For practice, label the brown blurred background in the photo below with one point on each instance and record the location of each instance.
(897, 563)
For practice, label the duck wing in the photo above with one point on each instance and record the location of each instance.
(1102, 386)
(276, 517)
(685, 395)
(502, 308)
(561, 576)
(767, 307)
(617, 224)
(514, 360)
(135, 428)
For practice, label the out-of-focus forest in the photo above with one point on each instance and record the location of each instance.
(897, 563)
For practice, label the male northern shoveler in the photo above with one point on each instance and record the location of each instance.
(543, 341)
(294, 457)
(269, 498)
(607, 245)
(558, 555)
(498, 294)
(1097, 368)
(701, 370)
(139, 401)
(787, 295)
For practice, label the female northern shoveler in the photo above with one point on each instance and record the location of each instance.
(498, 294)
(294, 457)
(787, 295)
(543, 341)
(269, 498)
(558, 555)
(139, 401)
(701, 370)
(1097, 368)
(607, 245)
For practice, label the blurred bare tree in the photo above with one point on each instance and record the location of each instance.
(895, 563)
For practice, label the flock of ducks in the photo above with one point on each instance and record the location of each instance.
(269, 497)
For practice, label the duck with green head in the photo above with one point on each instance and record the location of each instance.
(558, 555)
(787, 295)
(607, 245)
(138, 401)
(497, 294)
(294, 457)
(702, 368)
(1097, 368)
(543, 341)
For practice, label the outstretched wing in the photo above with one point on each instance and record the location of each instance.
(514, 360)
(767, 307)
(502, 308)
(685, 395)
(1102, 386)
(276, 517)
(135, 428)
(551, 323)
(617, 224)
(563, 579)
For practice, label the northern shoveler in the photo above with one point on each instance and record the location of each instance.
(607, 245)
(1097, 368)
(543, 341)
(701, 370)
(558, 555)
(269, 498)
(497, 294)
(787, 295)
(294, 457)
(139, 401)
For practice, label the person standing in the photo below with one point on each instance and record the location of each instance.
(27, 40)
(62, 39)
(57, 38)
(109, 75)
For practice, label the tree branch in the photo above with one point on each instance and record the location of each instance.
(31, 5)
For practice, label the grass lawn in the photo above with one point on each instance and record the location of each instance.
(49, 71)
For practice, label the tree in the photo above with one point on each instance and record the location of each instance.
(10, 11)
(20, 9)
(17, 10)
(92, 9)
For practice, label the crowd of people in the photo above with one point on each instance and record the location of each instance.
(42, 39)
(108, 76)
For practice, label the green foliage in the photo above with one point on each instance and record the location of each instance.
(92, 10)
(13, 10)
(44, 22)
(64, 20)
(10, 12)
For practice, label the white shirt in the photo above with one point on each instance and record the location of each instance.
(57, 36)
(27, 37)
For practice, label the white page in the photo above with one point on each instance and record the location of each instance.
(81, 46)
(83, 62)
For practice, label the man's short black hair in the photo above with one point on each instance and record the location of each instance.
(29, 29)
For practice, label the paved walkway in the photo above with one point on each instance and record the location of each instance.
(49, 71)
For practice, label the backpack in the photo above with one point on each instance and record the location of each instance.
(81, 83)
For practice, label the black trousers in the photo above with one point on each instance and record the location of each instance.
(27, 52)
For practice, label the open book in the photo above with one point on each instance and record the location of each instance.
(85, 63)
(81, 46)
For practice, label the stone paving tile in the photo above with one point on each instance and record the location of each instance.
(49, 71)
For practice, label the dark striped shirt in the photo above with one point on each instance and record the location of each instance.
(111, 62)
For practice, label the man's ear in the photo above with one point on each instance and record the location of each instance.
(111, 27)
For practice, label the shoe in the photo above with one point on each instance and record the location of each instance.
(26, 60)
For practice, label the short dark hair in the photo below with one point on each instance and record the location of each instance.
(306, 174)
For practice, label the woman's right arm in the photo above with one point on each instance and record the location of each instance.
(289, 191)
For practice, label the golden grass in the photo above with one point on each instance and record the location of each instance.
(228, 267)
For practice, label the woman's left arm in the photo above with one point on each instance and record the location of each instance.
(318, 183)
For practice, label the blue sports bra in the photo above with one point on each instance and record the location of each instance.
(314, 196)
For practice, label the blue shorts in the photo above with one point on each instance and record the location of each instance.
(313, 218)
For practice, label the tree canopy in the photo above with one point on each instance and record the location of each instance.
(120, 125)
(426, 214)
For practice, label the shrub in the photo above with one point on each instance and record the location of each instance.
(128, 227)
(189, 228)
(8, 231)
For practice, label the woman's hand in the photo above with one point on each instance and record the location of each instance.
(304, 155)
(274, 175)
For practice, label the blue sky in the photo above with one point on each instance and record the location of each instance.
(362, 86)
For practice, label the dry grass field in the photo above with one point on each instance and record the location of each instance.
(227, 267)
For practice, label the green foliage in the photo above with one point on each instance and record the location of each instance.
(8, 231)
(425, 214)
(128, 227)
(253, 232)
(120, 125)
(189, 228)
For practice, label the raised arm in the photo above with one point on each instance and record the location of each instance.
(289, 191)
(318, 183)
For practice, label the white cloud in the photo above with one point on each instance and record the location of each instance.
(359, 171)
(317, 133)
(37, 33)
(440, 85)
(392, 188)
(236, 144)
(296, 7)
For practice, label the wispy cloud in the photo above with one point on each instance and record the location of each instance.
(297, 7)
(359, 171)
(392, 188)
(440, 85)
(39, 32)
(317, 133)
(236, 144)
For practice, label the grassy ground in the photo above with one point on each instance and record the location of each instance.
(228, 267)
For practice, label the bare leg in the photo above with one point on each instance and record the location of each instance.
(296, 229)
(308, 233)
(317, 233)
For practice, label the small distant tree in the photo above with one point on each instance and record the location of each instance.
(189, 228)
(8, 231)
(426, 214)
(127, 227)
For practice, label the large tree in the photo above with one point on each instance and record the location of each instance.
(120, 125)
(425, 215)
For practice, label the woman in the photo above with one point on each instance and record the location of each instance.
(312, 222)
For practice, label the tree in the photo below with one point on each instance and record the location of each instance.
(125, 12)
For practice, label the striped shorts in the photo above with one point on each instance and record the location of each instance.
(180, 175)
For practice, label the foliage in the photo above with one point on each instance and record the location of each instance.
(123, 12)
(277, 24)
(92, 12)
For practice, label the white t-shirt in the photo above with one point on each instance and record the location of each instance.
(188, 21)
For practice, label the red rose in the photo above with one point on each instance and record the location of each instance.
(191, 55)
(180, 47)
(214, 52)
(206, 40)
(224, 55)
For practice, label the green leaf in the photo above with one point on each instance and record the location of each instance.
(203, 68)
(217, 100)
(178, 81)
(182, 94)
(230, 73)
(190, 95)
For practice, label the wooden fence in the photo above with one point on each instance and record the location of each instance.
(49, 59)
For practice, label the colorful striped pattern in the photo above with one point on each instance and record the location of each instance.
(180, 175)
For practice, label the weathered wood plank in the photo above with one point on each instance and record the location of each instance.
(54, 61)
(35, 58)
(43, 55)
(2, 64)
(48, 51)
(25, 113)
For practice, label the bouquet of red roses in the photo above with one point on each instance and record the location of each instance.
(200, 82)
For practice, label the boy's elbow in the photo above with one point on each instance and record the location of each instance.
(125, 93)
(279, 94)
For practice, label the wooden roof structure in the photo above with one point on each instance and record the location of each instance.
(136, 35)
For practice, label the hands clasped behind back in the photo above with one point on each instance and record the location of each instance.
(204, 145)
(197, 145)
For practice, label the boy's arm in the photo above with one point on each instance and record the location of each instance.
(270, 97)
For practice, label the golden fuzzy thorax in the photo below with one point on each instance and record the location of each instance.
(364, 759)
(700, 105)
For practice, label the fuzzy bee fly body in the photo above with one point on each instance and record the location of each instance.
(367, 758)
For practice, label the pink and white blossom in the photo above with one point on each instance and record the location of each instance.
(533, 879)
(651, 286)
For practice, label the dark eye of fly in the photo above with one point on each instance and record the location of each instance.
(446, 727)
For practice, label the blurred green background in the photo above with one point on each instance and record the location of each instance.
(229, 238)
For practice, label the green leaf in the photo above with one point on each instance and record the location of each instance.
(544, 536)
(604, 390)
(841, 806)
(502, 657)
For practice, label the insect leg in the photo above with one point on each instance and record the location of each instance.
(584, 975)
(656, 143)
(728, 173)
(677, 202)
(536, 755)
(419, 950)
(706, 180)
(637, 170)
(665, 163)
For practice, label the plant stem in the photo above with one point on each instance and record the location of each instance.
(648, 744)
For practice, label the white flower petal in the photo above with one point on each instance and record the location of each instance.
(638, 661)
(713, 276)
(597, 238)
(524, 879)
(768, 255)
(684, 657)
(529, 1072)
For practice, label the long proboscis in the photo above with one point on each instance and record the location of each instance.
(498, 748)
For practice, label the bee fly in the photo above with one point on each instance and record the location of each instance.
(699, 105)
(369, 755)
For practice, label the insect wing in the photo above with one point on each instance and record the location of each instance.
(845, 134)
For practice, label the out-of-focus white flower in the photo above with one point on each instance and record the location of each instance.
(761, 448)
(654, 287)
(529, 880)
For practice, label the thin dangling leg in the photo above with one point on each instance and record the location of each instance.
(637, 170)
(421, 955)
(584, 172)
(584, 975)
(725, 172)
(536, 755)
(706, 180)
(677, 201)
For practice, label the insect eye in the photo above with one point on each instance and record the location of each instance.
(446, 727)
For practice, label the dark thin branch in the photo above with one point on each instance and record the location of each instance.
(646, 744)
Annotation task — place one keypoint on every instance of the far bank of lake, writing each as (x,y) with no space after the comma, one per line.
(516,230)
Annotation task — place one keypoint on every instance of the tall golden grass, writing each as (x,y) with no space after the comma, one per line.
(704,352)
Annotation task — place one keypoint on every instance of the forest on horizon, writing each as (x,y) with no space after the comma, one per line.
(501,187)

########################################

_EXERCISE DIRECTIONS_. Only the lines from the one containing "For practice, label the insect wing" through the final line above should be duplicated, exactly as they stand.

_ANSWER TO THE PROBLEM_.
For practice, label the insect wing in the photo above with one point on each instance and record the location of each instance.
(845, 134)
For practice, label the out-of-focus white flower in the photo above with one point on each instance and record the location of each instance.
(761, 448)
(654, 287)
(529, 880)
For practice, label the thin dangling leg in the photo above with one point on each instance and record the location of each instance.
(637, 170)
(421, 955)
(584, 172)
(584, 975)
(725, 172)
(536, 755)
(706, 180)
(677, 201)
For practice, label the insect eye in the photo above with one point on each instance and record the location of each instance.
(446, 727)
For practice, label the dark thin branch in the photo above with one point on each instance and record the location of each instance.
(646, 744)
Annotation task — place one keypoint on every instance of the far bank of lake, writing each as (x,y) with no space after the comma, one per line.
(516,230)
Annotation task — place one keypoint on every instance of the tall golden grass, writing each as (x,y) with no space after the comma, one per line.
(704,352)
Annotation task — place one keypoint on every instance of the forest on horizon, writing each as (x,y) with no space after the comma, one per line.
(501,187)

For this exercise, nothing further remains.